▶ _Tarefa A_: Liste os autores citados no trecho sobre transdisciplinaridade e indique o ano de cada obra.

Muitas descobertas e inovações que fazem parte do mundo contemporâneo não teriam ocorrido se não fosse pelo modo de pensar transdisciplinar. A disciplinaridade se apresenta nos conhecimentos específicos e no progresso tecnológico. A pesquisa e a inovação por meio de uma visão articulada do conhecimento requerem uma abordagem no campo inter, trans e multidisciplinar. Esta forma de pensar modifica os princípios cartesianos – da fragmentação, passando da redução ao objetivismo, afinal, os temas complexos no mundo contemporâneo demandam diferentes olhares.

Para Limaverde (2012), os conceitos de multidisciplinaridade, interdisciplinaridade e transdisciplinaridade são distintos e, por vezes, antagônicos em suas propostas e objetivos metodológicos, porém ainda muito confundidos.

O estudo e conhecimento de várias disciplinas possibilitam a superação dos limites impostos pela própria ciência. Para Hoff et al. (2007), as novas fronteiras com que a ciência se depara indicam que o conhecimento específico sozinho não é suficiente para entender a complexidade dos fenômenos estudados. Nicolescu (1999) afirma que existe uma necessidade indispensável de pontes entre as diferentes disciplinas, o que foi traduzido pelo surgimento, na metade do século XX, da pluridisciplinaridade e da interdisciplinaridade.

Segundo Antônio (2002) a transdisciplinaridade é um modo de conhecer e de conhecer o conhecimento. Um modo de pensar e de pensar o pensamento. Recusa a separação rígida dos saberes e os especialismos cegos. Religa o que o pensamento cartesiano separou e os mecanicismos dilaceraram.

Com essas considerações, pode-se afirmar que a construção do conhecimento hoje exige uma nova postura do pesquisador, uma visão mais ampla e holística, com a interação das diversas áreas do conhecimento, tanto na ampliação, quanto no aprofundamento no trato de estudos complexos. Conforme Hoff et al. (2007), a necessidade de desenvolver novos paradigmas e métodos, essenciais para assegurar o rigor e a confiabilidade do conhecimento gerado, exigirá a renúncia de paradigmas e métodos já consolidados nos diversos campos disciplinares, bem como a constituição de equipes multidisciplinares. Para Vieira (2008), a pesquisa do futuro é inerentemente multidisciplinar e interdisciplinar.

Assim, este trabalho tem por objetivo, identificar as práticas pedagógicas para o desenvolvimento do espírito crítico científico no aluno e para estimular o espírito empreendedor no ambiente de aprendizagem.

Este trabalho está dividido em seis partes. A segunda parte traz o referencial teórico sobre os conceitos de disciplinaridade, multidisciplinaridade, interdisciplinaridade, transdisciplinaridade e pluridisciplinaridade, a inovação e a articulação dos saberes, como mola propulsora da economia. A terceira parte traz a metodologia. A quarta parte traz os resultados e a quinta parte as considerações finais.

▶ _Extrato de dados_:
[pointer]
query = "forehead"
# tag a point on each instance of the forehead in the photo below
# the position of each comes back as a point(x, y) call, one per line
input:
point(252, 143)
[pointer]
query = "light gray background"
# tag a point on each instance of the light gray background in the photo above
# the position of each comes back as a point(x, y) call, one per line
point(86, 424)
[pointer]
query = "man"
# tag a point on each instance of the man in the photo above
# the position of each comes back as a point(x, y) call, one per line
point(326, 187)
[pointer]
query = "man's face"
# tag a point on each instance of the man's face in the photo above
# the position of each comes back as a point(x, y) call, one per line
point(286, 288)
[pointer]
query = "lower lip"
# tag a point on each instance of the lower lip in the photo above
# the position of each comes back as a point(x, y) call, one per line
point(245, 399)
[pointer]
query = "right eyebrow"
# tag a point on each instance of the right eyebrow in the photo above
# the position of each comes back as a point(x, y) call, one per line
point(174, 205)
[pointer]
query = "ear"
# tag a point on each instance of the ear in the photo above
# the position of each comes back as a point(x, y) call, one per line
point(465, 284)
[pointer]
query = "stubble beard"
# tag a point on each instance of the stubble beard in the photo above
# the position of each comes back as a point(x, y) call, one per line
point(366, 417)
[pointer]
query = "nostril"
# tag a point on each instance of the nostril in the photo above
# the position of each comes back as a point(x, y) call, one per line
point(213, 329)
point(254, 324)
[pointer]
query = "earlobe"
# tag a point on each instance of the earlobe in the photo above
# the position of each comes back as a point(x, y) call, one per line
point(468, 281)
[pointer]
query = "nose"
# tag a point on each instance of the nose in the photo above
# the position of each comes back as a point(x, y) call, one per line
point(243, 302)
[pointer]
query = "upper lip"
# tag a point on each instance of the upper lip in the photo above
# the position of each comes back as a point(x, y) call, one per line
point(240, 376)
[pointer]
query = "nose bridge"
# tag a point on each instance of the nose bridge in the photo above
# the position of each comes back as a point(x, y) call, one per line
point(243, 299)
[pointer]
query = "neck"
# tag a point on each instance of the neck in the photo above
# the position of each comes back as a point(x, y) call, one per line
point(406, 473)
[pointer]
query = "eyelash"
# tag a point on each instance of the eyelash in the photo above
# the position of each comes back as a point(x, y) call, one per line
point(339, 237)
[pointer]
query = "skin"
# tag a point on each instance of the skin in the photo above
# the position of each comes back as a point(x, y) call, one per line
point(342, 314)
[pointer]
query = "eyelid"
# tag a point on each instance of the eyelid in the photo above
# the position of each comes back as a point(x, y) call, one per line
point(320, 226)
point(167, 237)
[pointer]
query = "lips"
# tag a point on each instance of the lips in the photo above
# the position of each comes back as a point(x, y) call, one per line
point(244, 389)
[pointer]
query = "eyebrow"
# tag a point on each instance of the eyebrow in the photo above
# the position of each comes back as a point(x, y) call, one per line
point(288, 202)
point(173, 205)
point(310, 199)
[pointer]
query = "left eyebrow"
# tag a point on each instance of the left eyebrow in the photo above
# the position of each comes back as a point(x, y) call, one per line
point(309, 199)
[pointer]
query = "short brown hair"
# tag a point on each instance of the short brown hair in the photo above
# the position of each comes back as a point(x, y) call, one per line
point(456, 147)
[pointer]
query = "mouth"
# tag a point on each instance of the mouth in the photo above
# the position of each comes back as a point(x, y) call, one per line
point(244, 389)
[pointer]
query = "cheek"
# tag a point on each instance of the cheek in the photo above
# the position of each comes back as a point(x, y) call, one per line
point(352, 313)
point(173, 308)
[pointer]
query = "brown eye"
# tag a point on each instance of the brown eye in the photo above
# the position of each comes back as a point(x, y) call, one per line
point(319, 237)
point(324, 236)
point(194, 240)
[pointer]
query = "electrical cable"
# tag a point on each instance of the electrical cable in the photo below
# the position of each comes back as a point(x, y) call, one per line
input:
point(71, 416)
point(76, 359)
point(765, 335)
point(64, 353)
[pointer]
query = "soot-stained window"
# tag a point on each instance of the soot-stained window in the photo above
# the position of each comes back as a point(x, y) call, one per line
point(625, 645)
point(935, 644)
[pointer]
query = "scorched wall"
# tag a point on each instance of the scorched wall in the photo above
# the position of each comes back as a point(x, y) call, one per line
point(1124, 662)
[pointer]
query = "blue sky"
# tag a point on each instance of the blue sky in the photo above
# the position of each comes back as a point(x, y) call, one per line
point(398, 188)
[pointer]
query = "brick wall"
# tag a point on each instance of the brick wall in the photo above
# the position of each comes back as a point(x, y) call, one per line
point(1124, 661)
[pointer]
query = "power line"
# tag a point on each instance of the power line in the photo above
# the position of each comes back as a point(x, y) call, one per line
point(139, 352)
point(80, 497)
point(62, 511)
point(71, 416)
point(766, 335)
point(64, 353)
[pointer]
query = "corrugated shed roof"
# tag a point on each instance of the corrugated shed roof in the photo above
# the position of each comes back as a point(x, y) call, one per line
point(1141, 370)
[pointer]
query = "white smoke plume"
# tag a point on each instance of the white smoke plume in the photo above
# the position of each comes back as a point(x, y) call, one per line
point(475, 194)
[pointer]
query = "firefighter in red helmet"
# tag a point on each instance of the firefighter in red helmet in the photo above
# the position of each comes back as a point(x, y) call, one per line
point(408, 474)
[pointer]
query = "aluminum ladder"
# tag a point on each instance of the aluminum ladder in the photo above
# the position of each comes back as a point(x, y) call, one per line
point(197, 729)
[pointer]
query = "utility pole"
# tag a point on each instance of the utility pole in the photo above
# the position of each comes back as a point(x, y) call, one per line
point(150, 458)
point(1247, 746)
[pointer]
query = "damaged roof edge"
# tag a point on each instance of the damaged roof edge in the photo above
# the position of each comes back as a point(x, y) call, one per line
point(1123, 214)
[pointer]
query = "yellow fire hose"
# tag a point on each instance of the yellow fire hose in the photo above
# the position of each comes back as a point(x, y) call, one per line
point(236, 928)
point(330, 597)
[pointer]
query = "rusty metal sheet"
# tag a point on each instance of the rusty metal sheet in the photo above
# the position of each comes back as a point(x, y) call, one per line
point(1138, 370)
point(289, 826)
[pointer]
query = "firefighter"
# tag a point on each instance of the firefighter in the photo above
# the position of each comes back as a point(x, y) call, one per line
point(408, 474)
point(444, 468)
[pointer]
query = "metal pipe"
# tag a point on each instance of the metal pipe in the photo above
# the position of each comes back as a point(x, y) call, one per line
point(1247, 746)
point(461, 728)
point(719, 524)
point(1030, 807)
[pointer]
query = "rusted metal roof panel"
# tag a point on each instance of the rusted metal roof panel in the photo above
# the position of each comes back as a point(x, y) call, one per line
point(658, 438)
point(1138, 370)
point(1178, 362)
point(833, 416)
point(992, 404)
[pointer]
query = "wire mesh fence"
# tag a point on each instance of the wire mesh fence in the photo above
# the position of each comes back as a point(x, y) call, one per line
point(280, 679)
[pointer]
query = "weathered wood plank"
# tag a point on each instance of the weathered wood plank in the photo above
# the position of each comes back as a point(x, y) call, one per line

▶ _Tarefa B_: Localize nos registros todas as linhas em que aparece a palavra "pipe" e copie-as.

▶ _Resposta escrita A_:
- Limaverde (2012)
- Hoff et al. (2007)
- Nicolescu (1999)
- Antônio (2002)
- Vieira (2008)

▶ _Resposta escrita B_:
query = "metal pipe"
# tag a point on each instance of the metal pipe in the photo above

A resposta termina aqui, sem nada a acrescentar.